§ TO DO: For the copy, please give all of the data again exactly and leave the pictures out.

§ DATA PROVIDED:
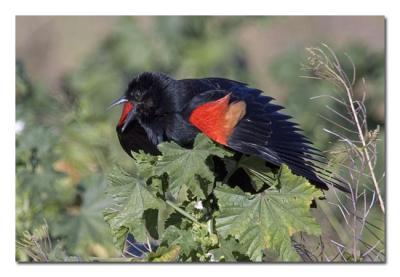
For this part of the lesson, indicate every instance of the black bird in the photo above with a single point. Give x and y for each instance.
(159, 108)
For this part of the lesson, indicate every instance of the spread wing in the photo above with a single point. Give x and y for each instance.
(246, 121)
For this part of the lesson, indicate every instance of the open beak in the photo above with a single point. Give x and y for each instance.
(129, 118)
(117, 102)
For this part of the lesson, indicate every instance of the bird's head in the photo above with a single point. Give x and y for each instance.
(142, 98)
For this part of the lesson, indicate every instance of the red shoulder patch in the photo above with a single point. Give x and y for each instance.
(128, 106)
(217, 119)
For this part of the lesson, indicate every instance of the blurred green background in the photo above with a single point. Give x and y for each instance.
(69, 69)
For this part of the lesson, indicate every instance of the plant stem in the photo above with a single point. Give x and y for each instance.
(365, 149)
(182, 212)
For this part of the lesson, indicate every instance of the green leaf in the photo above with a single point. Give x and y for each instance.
(131, 198)
(164, 254)
(268, 219)
(187, 168)
(84, 225)
(229, 250)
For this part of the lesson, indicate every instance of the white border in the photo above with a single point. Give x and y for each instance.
(281, 7)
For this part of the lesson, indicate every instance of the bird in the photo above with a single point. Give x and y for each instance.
(159, 108)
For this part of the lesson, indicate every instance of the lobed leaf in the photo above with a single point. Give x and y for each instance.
(268, 219)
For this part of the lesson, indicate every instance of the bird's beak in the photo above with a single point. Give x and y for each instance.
(117, 102)
(129, 118)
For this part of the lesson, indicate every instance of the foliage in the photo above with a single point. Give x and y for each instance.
(66, 147)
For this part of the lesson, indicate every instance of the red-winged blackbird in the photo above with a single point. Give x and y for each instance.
(159, 108)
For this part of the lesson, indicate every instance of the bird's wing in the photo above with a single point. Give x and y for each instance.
(246, 121)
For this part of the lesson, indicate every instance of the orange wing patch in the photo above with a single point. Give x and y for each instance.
(128, 106)
(217, 119)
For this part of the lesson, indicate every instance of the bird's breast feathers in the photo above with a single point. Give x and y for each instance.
(218, 118)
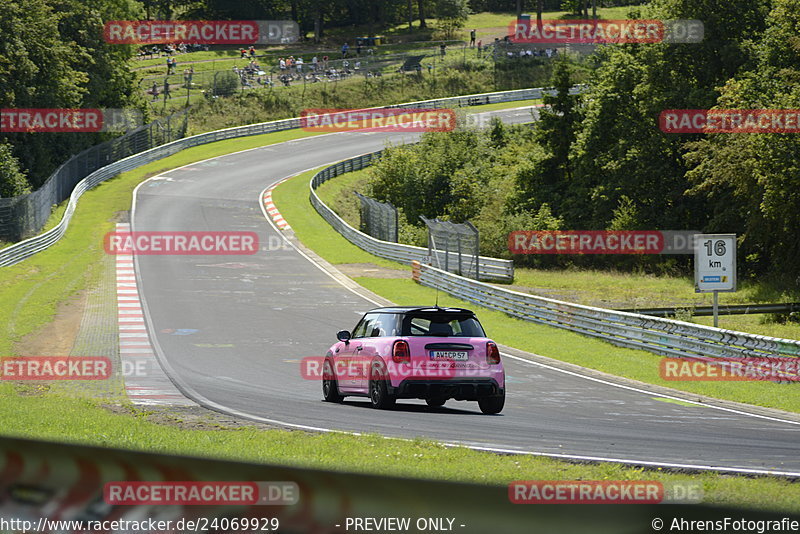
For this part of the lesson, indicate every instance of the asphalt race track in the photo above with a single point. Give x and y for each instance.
(248, 320)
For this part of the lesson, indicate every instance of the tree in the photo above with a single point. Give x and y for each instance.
(751, 182)
(547, 178)
(619, 150)
(52, 56)
(12, 179)
(452, 15)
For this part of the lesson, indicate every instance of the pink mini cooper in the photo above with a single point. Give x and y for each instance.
(414, 352)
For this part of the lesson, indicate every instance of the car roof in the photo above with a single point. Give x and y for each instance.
(434, 309)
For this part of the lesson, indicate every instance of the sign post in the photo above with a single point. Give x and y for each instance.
(715, 266)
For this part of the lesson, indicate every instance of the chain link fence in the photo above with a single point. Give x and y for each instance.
(378, 219)
(457, 244)
(25, 215)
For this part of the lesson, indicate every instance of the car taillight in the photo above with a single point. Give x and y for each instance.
(401, 352)
(492, 353)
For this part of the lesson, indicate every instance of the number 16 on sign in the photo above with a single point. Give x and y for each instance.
(715, 266)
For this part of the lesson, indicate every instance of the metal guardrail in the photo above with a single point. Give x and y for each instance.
(707, 311)
(490, 268)
(27, 248)
(662, 336)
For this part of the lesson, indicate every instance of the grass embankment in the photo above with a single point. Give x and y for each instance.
(81, 421)
(291, 198)
(31, 291)
(606, 289)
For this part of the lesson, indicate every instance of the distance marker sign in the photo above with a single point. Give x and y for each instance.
(715, 262)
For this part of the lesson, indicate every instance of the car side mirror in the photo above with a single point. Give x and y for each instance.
(343, 335)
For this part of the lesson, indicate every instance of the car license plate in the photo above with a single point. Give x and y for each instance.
(458, 355)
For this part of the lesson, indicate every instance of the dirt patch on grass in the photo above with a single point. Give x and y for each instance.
(57, 337)
(187, 417)
(370, 270)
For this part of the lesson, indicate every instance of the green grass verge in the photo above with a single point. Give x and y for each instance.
(632, 290)
(83, 422)
(291, 198)
(31, 291)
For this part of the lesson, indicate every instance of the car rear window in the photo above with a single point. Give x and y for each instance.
(441, 325)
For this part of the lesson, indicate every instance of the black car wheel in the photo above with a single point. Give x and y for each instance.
(330, 386)
(379, 394)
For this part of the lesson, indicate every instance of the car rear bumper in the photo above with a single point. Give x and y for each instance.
(458, 389)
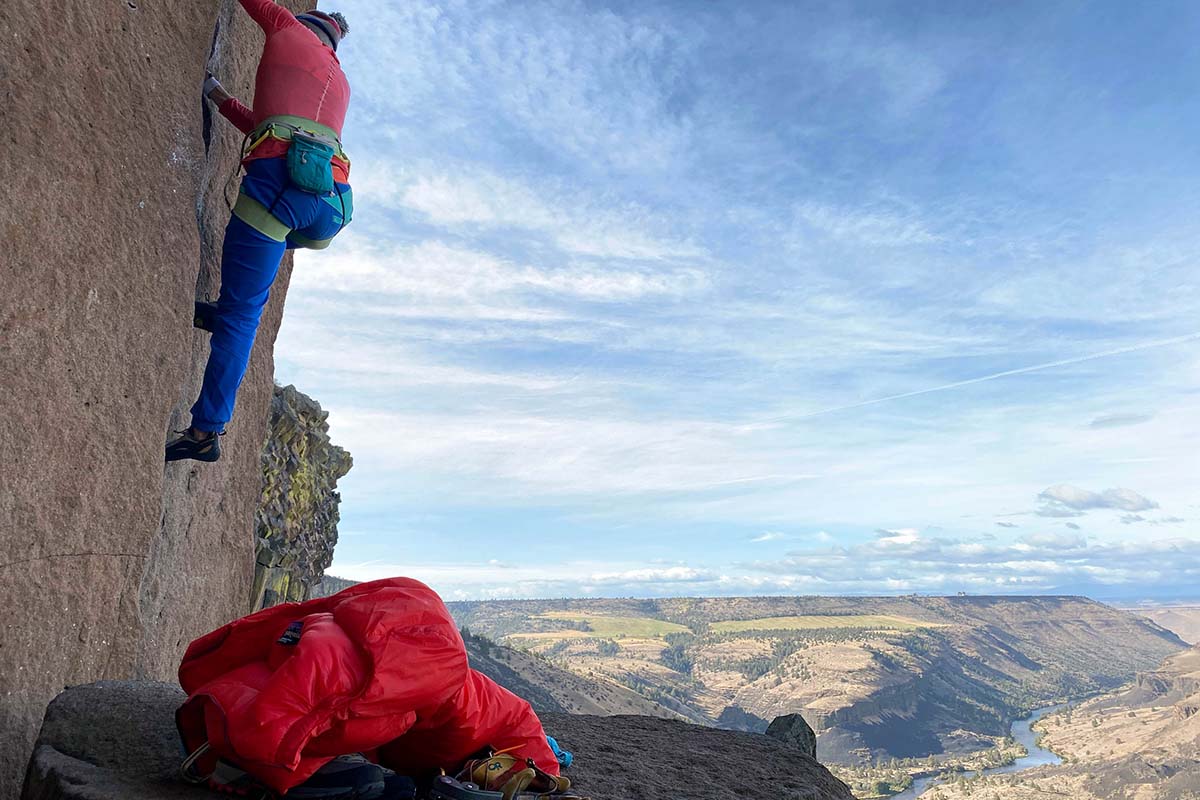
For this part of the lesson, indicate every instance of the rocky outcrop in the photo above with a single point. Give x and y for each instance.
(117, 741)
(117, 188)
(109, 740)
(792, 729)
(295, 528)
(619, 757)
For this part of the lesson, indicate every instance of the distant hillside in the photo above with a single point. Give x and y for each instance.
(876, 677)
(1181, 620)
(552, 689)
(1139, 743)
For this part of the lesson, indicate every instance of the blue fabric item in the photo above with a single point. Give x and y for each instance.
(564, 757)
(250, 260)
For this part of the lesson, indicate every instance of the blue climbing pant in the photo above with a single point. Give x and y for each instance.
(250, 260)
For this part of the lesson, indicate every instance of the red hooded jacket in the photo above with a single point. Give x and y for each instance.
(379, 666)
(298, 76)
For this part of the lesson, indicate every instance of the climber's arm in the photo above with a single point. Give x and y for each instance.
(269, 14)
(232, 108)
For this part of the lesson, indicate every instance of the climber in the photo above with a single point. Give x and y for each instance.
(295, 193)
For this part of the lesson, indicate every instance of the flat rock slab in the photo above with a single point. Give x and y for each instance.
(112, 740)
(646, 758)
(115, 740)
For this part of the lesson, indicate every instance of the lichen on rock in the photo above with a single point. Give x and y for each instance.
(295, 527)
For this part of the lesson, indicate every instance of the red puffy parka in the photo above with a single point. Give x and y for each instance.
(378, 666)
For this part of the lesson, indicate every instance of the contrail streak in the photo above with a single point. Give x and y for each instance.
(1020, 371)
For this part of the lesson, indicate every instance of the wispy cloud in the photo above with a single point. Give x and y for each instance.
(617, 270)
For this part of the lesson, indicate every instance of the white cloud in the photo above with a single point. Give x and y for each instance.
(1065, 499)
(576, 226)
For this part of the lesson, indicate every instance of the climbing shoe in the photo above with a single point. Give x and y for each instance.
(187, 446)
(205, 316)
(513, 776)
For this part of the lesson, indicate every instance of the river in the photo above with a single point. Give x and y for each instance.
(1023, 732)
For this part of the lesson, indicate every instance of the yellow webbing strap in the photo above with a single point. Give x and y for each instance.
(256, 215)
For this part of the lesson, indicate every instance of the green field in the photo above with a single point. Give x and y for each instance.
(605, 627)
(871, 621)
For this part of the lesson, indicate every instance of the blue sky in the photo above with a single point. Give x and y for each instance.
(765, 298)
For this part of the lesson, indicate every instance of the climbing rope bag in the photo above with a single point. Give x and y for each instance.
(311, 163)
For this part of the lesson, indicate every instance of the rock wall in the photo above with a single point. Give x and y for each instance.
(295, 528)
(115, 193)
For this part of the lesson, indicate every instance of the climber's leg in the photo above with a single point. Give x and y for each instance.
(250, 262)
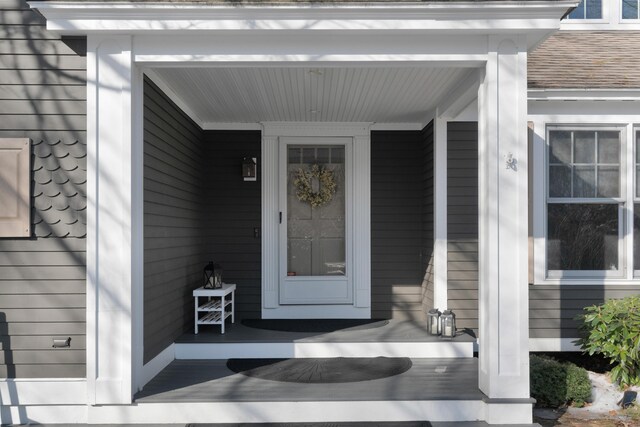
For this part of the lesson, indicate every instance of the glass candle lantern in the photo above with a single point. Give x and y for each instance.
(208, 276)
(448, 324)
(433, 321)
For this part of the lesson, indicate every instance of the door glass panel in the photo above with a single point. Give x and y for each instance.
(316, 210)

§ WRITTEN RESPONSE:
For this part of the lesson, indicate every instance of the black bird in the photo above with a single point. Give x and y for each instance.
(159, 108)
For this part of the lesson, indicate every instance of the spread wing in the photo above with a single point. Give x and y for each instance.
(246, 121)
For this part of the lesson, indicate every instance of the open beak in the photo above with a single point. Give x and y for each instance.
(129, 118)
(117, 102)
For this part of the lesson, indicate every instance of the bird's head in the photo above with a single point. Give x and y for each instance.
(142, 98)
For this part of the lesson, indicate every instance of the red shoulder patch in the photo above with a single point. Give x and y for each instance.
(128, 106)
(217, 119)
For this part of the lesson, indicate every instance of the blurred green background in the photo above with a single point. Give x and y for each instance.
(69, 69)
For this part of the lesson, indicate every instance of the plant stem in the photo above with a single point. Give x and y for each instance.
(365, 149)
(182, 212)
For this part of the lesson, indicate every instance of the green leaf in the photo above with a single point. Give x and y for each instance.
(131, 198)
(164, 254)
(268, 219)
(187, 168)
(84, 225)
(229, 250)
For this part of the lesson, indicate every instance of the white border in the photo above with a single point. Give x and y for each instance.
(281, 7)
For this part of the lesson, indicate every instance of the bird in the photo above with a single point. Give x and y for each instance.
(159, 108)
For this part of the lesson, indicate every instance of the lobed leaf in the photo above with a single point. Give x and y for each instance.
(268, 219)
For this part of the lesson, indicate every instance of the bird's beak in the photo above with a single point. Give x and y for each instance.
(117, 102)
(129, 118)
For this part of the lesson, indicate every instance of the foliage in the photo above with a single point. Give x and y for each instance.
(66, 147)
For this part of the lesson, indicate every instance of the red-winged blackbird in the photo above with a single point. Give x and y for each instance.
(159, 108)
For this part of the lesson, indicate every instance of the bird's wing in the photo above with a single point. Give x and y for each instance.
(246, 121)
For this part of the lesson, indicate every instance of the orange wing patch in the photo above with a single point. Give x and y for each instance.
(128, 106)
(217, 119)
For this part of the lesson, indicate every instance of the bird's breast feathers in the photo above with a single point. Give x and y for each instance.
(218, 118)
For this part of the lesson, indicate every instance of the asphalt race track in the photo above with a single point. Give x and y for each instance.
(248, 320)
For this part of the lesson, indicate every instance of the tree in the photo above with a single point. Give x and y for each instance.
(751, 182)
(547, 178)
(619, 150)
(52, 56)
(12, 179)
(452, 15)
For this part of the lesson, indicate every instance of the pink mini cooper in the photo above with a single point. Give x and y for each instance.
(414, 352)
For this part of the lesson, indicate every instance of the car roof in the photo above with a single point. Give x and y for each instance.
(434, 309)
For this part of the lesson, indicate every instance of the sign post in the photo above with a single point. Give x and y for each instance.
(715, 266)
For this part of the lesson, indicate every instance of the chain link fence in the photo above with a single point. Give x and y for each instance.
(378, 219)
(457, 244)
(25, 215)
For this part of the lesson, indicate every instance of the car taillight in the photo above with a single point. Give x and y for each instance.
(401, 352)
(492, 353)
For this part of the lesson, indicate every instance of the number 16 on sign in the photo above with a single point. Give x and y for each instance.
(715, 266)
For this part of the lesson, indicate every instance of the metal guardrail in the photo above with a single point. Give x and y for each instance.
(707, 311)
(490, 268)
(27, 248)
(662, 336)
For this part of the lesson, indicate every instance of the grass embankment in the photo above with a single point. Give x and y for each instance.
(81, 421)
(291, 198)
(31, 291)
(606, 289)
For this part of the lesson, indicate every instance of the distance marker sign in the photo above with a single point. Give x and y for each instance.
(715, 262)
For this part of the lesson, indicate every instance of the car side mirror in the photo above with a single point. Give x and y for each instance.
(343, 335)
For this part of the lesson, indicate every instance of the car license plate in the photo above with a single point. Give x and y for each instance.
(458, 355)
For this part of the lesson, indicate every instance of the dirt patch on grass in the photo above with a single point. Give x and y for each instance.
(57, 337)
(187, 417)
(370, 270)
For this part of the lesson, indicate every instance of the green grass verge in the photo above with a single point. Give x and y for each instance.
(632, 290)
(83, 422)
(291, 198)
(31, 291)
For this part of the lesson, indicate every instance of the car rear window in the photo above with a single point. Give x and y for each instance.
(441, 325)
For this part of the lesson, indicate every instance of the black car wheel in the photo above with a single point. Give x and y for each instance.
(330, 386)
(379, 394)
For this part of the lesson, indicate every instance of the car rear bumper in the photo above with a single point. Give x and y for each instance.
(458, 389)
For this part of the lesson, indicate every instance of the rocky outcrop in the photo above with a single point. Give x and y for each instance.
(117, 741)
(117, 188)
(109, 740)
(792, 729)
(295, 528)
(619, 757)
For this part of the lesson, indicate every instance of the distant hillside in the photo above with a single point. Give x and y for each instance.
(876, 677)
(1181, 620)
(552, 689)
(1139, 743)
For this part of the lesson, indicate every instance of the blue fabric item in the photo above with a single point. Give x and y for each instance.
(564, 757)
(250, 260)
For this part of the lesson, indicate every instance of the blue climbing pant in the photo above with a single point. Give x and y for each instance.
(250, 260)
For this part of the lesson, indicate every instance of the red hooded jacket in the photo above with a single point. Give x and y for each instance.
(379, 666)
(298, 76)
For this part of the lesson, indicate every instance of the climber's arm in the photo above with a single point. Give x and y for each instance.
(269, 14)
(232, 108)
For this part of the lesson, indicate every instance of the climber in the photo above with a single point. Give x and y for each instance.
(295, 193)
For this part of the lesson, indicate every instance of the flat rock slab in the photo above with a single point. Give x and y for each instance.
(112, 740)
(646, 758)
(115, 740)
For this part of the lesson, indicate every instance of the lichen on rock in the photo above with a single point. Give x and y for each instance.
(295, 527)
For this part of the lesson, indicate every instance of the red puffy parka in the photo above with a single point. Give x and y for each instance.
(378, 666)
For this part of the lesson, indicate every instance of the contrail streak in the photo above with a single point. Give x and y for each instance.
(1020, 371)
For this part of the lesson, indicate every instance of the wispy cloud in the photo above with a single point. Give x and y for each instance.
(617, 270)
For this part of the lesson, indicate every instance of the white cloud in the photo above with a single point. Give x and y for each instance.
(1065, 499)
(576, 226)
For this part of the lesson, indicate every instance of the climbing shoe in the photo above with a single point. Give x and y for each instance.
(187, 446)
(205, 316)
(513, 776)
For this part of the lesson, indicate every instance of the river in the photo above with a single point. Give x and y for each instance.
(1023, 732)
For this part of the lesson, indicate every instance of the yellow webbing strap in the photo above with a single point. Give x and y for each instance.
(256, 215)
For this part of the lesson, indicate every instance of the green field in the photo above with a single point. Give x and y for each instance.
(605, 627)
(871, 621)
For this part of the lesson, indicate every instance of the blue sky in the photo above with a single point. Give x and y for each instance.
(765, 298)
For this part of the lesson, indicate every instance of the climbing rope bag in the photo above with a single point. Give x and y for each instance.
(311, 163)
For this part of the lesson, indicate every instance of the rock wall in the photo above with a single point. Give x and y for each instance.
(295, 528)
(115, 193)
For this part of the lesson, indicate every instance of the climber's leg in the photo above with a single point. Give x and y for each instance.
(250, 262)
For this part of the lesson, indicate every instance of the glass candle lantern in the photo above with a single point. Give x and y for each instance.
(208, 276)
(448, 324)
(433, 321)
For this part of the lesson, indicate every instance of the door glass panel in the photo above with a single point. Give x and y for each instance.
(316, 210)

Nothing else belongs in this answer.